Labeled-object pointing listing:
··········
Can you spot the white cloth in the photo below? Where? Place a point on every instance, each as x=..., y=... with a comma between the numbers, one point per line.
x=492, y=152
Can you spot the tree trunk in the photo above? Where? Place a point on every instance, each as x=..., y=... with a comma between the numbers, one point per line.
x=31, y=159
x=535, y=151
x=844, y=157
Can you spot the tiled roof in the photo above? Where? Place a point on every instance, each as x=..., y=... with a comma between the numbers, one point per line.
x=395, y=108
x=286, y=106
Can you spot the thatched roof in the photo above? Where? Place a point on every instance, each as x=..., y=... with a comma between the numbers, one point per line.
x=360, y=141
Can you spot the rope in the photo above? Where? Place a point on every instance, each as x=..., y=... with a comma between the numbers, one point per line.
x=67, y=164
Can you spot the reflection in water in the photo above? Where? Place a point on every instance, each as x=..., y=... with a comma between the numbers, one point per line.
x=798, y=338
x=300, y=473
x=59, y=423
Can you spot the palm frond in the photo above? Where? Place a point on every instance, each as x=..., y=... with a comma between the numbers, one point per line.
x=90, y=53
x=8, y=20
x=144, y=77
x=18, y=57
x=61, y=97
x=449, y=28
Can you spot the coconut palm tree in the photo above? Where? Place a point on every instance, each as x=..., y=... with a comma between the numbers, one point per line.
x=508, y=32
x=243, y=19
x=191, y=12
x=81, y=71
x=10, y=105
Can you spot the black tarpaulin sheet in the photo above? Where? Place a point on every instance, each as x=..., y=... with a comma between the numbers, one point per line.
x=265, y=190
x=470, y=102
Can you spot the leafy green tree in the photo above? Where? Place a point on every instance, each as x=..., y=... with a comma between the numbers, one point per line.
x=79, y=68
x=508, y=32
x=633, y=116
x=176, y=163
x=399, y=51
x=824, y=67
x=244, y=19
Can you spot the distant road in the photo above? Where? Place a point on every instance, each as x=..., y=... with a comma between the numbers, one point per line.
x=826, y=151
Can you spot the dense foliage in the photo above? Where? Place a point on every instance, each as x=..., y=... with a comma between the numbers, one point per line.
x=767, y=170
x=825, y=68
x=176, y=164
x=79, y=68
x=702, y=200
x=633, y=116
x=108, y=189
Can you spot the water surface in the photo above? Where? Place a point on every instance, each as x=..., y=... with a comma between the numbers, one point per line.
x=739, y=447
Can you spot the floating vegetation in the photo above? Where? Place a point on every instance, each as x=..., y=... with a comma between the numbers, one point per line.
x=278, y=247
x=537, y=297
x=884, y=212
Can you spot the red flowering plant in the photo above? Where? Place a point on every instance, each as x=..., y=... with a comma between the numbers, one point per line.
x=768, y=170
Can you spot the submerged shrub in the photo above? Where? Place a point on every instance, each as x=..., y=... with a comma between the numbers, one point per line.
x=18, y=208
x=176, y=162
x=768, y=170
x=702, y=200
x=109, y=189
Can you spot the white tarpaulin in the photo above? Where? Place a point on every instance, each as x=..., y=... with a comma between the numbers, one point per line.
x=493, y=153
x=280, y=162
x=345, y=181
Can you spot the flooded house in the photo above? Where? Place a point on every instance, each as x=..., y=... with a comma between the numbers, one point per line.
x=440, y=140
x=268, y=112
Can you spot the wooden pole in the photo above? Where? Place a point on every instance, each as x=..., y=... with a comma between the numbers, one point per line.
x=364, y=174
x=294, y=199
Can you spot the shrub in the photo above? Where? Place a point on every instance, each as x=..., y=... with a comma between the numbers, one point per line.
··········
YOUR INSTRUCTIONS:
Copy out the lines of the listing word for word, beginning with the line containing "Can you spot the black" and continuing through the line containing "x=294, y=199", including both of those lines.

EXPECTED ANSWER:
Can you spot the black tarpaulin sheet in the photo above? Where? Place a point on every instance, each as x=..., y=... with a comma between the numbers, one point per line.
x=265, y=190
x=470, y=102
Can you spot the leafy green tree in the photo above? Where? Place a point on every instance, each as x=..., y=... with a comma between the numbers, one point per line.
x=79, y=68
x=508, y=32
x=633, y=116
x=176, y=163
x=399, y=51
x=824, y=67
x=244, y=19
Can you spot the distant road in the photo above? Where? Place a point on every instance, each as x=..., y=... with a comma between the numbers, one point per line.
x=826, y=151
Can you spot the dense foliage in the photo above? Where? Place a point on every instance, each as x=..., y=... with a comma between the numbers, one point per line.
x=767, y=170
x=825, y=68
x=176, y=164
x=79, y=68
x=702, y=200
x=633, y=116
x=108, y=189
Can you spot the water surface in the photo above? Where? Place a point on every instance, each as x=..., y=... with a comma between the numbers, one point per line.
x=739, y=447
Can you spot the floating vegetation in the photo above? Where? Place a point on every instance, each as x=..., y=... with a comma between the numbers, one point per line.
x=278, y=247
x=537, y=297
x=884, y=212
Can you spot the red flowering plant in the photo above? Where? Place a point on every instance, each as x=..., y=... with a comma between the numbers, one point per line.
x=768, y=170
Can you spot the submerged shrub in the photo above? Where? Place a point on every instance, each as x=..., y=... with a comma between the numbers, one point per line.
x=18, y=208
x=176, y=162
x=768, y=170
x=702, y=200
x=109, y=189
Can you spot the white tarpaulin in the photo above? Where? Place a point on every instance, each as x=..., y=... with a comma between the numbers, one point per line.
x=493, y=153
x=280, y=162
x=345, y=181
Can you spot the flooded house in the photo above? Where? Place a point on every instance, each as x=..., y=... with a comma between the numbers, one point per line.
x=440, y=140
x=268, y=112
Can you spot the wooden pole in the photo above? Where? Place a point on every instance, each as x=..., y=... with a comma between the numbers, one point per line.
x=364, y=174
x=294, y=199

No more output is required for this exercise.